Textausschnitt

◆ ◆ ◆ ◆ ◆

# taz.de -- Brexit-Strategien der Labour Party: Corbyn lässt Johnson schmoren
       
       > Auf der Straße fordern linke Demonstranten Johnsons Sturz. Im Parlament
       > verhindert die linke Opposition Neuwahlen – und den Sturz des Premier.
       
 (IMG) Bild: Wer hier eigentlich wen an der Nase herumführt, muss sich erst noch zeigen
       
       Erneut wird Großbritanniens konservativer Premierminister Boris Johnson an
       diesem Montag im Unterhaus den Antrag auf [1][Selbstauflösung des
       Parlaments und vorgezogene Neuwahlen] stellen. Erneut, wie schon am
       vergangenen Mittwoch, wird die Opposition Nein sagen und Neuwahlen
       verhindern – so haben es jedenfalls Labour, Liberaldemokraten und
       schottische Nationalisten vereinbart. Einer Selbstauflösung müssten zwei
       Drittel der 650 Abgeordneten zustimmen. So viele bekommt Johnson nie
       zusammen.
       
       Verkehrte Welt in Großbritannien: Auf der Straße fordern linke
       Demonstranten Johnsons Sturz, und Labour trommelt im Internet Erstwähler
       zusammen, damit sie sich möglichst schnell im Wahlregister anmelden, weil
       schließlich Wahlen vor der Tür stehen. Im Parlament aber verhindert die
       linke Opposition die Neuwahlen und damit den möglichen Sturz des Premiers.
       Boris Johnson bleibt ohne Wahlen im Amt – [2][dank Jeremy Corbyn].
       
       Der Grund ist ein taktischer: Wenn jetzt Neuwahlen angesetzt werden, könnte
       Boris Johnson sie auf den 15. Oktober legen – vor dem 31. Oktober, an dem
       nach derzeitigem Stand Großbritannien die EU verlässt. Die Opposition hat
       vergangene Woche mit Unterstützung mehrerer konservativer Johnson-Gegner
       zwar ein Gesetz durchgepeitscht, das die Regierung verpflichtet, die EU um
       einen erneuten Aufschub des Brexit zu bitten, wenn bis zum 19. Oktober
       keine neue Vereinbarung über ein Austrittsabkommen steht. Aber wenn Johnson
       vorher Neuwahlen gewinnt und sich eine solide Parlamentsmehrheit sichert,
       die er derzeit nicht hat, könnte er das Gesetz einfach wieder kippen und
       den No-Deal-Brexit, den die Opposition verhindern will, doch noch
       durchziehen.
       
       Deswegen ist die Marschroute jetzt: Erst den Brexit verschieben, dann
       Neuwahlen ansetzen. Solange soll Johnson „in seinem Saft schmoren“, wie es
       ein Labour-Politiker ausdrückte.
       
       ## Labour sackt ab
       
       Aus Sicht so mancher Beobachter ist das ein klassisches Corbyn-Eigentor.
       „Wählt Labour, aber jetzt noch nicht“, steht in einer Zeitungskarikatur.

◆ ◆ ◆ ◆ ◆

Bereitgestellte Daten
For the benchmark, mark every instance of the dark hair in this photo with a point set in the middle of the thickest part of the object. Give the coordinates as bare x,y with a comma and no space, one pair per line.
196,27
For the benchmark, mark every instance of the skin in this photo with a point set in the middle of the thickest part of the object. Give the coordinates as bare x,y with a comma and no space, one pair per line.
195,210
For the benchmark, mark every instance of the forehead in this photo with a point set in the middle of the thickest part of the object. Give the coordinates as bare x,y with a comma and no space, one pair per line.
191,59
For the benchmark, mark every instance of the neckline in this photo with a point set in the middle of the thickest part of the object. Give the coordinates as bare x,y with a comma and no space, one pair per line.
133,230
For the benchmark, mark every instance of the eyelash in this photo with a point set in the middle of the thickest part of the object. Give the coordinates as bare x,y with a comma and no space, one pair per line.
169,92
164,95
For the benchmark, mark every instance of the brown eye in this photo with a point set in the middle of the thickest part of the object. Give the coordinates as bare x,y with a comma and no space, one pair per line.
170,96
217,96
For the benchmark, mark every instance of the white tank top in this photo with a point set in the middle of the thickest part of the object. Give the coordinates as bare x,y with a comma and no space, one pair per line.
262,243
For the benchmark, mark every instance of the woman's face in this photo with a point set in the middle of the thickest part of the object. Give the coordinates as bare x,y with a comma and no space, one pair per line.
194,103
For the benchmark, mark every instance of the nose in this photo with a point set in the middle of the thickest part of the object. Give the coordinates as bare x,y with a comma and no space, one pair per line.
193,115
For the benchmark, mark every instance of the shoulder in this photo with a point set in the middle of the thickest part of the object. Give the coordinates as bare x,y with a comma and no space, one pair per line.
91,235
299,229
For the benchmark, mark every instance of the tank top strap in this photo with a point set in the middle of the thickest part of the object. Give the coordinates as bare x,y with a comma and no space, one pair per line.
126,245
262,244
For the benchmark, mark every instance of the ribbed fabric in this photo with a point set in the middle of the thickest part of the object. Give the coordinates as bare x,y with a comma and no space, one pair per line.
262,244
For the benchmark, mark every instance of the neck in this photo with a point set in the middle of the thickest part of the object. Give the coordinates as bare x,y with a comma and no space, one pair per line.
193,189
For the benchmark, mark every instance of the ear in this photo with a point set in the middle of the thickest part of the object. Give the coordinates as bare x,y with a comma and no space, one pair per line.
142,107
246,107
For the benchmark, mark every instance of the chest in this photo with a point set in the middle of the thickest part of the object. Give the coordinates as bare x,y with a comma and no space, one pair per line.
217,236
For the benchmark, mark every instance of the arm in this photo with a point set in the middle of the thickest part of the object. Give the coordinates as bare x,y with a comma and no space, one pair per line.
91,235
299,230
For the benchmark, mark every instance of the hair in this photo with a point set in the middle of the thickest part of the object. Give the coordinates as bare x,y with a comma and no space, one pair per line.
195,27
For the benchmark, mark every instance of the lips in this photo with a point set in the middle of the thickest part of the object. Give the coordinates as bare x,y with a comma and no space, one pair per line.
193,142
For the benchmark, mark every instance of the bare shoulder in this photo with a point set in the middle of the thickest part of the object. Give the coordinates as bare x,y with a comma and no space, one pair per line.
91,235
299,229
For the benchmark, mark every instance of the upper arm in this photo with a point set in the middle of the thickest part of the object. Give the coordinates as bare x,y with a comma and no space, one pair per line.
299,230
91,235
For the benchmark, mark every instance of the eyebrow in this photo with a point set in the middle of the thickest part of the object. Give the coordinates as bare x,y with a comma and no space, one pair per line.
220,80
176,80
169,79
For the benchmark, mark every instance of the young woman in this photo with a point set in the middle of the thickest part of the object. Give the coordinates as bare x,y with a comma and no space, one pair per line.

◆ ◆ ◆ ◆ ◆

Zu erledigen
[1] Gib den Brexit-Artikel von „## Labour sackt“ bis „in einer Zeitungskarikatur.“ wieder und tausche dabei „Zeitungskarikatur“ gegen „Zeitungsglosse“ aus.
[2] Welcher Anteil der 650 Abgeordneten müsste laut dem Brexit-Artikel einer Selbstauflösung des Parlaments zustimmen?
Die Zeilen braucht man hier nicht.

Gelöste Aufgaben
[1]
## Labour sackt ab
       
       Aus Sicht so mancher Beobachter ist das ein klassisches Corbyn-Eigentor.
       „Wählt Labour, aber jetzt noch nicht“, steht in einer Zeitungsglosse.

[2] Zwei Drittel.